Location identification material
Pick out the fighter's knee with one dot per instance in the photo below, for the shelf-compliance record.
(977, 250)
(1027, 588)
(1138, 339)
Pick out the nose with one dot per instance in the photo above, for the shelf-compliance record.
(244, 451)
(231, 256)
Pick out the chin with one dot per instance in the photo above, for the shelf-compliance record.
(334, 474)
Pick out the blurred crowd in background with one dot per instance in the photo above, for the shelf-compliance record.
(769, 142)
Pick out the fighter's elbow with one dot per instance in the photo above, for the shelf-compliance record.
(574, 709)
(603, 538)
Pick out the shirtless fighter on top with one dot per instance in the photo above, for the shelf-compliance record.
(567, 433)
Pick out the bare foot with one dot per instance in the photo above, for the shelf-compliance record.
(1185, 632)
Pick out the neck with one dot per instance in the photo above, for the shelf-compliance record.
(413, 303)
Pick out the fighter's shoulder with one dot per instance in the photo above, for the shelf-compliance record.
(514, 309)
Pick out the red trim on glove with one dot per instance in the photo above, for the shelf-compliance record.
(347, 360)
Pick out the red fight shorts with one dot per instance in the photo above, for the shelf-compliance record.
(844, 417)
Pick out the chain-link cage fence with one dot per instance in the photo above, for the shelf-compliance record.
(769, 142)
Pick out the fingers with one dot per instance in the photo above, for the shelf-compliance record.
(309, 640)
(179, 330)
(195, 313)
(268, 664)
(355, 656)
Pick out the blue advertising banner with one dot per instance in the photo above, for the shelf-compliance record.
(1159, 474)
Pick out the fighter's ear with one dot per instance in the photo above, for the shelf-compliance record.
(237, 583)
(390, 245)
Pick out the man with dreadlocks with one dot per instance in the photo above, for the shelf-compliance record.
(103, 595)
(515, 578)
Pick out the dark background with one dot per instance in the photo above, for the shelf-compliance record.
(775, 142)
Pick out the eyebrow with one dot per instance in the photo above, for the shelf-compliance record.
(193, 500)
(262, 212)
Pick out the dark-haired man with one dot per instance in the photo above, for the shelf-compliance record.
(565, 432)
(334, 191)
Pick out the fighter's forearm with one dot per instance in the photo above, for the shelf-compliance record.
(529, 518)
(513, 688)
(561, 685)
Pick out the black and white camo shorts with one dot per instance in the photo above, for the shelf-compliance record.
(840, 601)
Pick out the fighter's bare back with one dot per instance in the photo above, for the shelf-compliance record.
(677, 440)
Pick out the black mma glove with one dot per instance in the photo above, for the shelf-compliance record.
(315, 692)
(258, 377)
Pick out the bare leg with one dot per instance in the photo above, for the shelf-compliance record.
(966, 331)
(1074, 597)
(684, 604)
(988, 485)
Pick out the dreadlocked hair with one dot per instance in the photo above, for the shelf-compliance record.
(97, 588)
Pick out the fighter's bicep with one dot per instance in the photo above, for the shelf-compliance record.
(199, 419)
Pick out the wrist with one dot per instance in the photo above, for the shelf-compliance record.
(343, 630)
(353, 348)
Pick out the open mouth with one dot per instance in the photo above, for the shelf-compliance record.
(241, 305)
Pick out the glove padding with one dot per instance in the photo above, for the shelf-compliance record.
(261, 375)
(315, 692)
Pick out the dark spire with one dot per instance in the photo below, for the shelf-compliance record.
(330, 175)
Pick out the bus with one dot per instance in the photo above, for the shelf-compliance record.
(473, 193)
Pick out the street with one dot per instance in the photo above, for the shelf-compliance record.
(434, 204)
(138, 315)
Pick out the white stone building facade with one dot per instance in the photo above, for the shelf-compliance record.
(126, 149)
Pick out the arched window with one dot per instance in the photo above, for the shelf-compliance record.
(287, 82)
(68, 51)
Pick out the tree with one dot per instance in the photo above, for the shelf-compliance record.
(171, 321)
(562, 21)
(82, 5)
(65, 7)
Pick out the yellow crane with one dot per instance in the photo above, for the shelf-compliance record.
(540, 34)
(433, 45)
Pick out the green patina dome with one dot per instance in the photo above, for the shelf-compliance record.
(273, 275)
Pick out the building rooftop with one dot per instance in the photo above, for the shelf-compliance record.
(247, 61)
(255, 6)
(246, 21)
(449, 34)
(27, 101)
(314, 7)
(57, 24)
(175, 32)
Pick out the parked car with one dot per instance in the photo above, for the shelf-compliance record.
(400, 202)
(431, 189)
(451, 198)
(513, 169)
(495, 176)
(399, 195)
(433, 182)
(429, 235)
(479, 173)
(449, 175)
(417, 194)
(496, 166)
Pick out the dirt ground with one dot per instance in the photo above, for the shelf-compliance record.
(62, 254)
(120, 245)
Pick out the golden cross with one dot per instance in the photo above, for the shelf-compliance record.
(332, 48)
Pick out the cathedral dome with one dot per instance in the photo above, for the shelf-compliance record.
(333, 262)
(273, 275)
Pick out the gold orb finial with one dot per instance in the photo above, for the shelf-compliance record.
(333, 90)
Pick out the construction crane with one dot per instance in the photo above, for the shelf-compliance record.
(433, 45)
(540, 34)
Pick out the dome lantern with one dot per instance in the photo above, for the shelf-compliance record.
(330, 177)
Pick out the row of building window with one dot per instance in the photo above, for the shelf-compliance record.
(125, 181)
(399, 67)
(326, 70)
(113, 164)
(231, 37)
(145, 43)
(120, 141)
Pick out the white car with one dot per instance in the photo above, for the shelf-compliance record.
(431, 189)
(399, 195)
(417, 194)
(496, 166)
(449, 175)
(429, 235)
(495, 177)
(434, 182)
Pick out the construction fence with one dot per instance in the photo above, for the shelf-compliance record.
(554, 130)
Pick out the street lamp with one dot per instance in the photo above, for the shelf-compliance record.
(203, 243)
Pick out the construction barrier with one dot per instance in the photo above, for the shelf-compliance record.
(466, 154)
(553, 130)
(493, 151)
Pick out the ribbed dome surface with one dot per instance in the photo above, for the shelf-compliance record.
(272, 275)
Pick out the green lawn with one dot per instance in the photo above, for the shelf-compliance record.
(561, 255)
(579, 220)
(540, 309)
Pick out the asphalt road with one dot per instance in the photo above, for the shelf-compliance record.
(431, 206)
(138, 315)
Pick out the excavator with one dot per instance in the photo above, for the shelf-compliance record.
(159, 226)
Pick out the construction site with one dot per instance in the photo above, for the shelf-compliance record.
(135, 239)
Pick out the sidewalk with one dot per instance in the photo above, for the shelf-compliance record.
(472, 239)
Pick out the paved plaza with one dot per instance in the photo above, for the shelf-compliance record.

→ **Given task**
Rewrite the part of the material above that starts with the line containing "Pick out the sidewalk" and continues through the end of the material as a JSON list of strings, one string per line, leaving out any blank lines.

→ **Task answer**
[
  "Pick out the sidewalk with one dot per instance in the photo above, for the shelf-compliance record.",
  "(472, 239)",
  "Pick out the paved plaza with one dot per instance in the photo above, for the shelf-compliance record."
]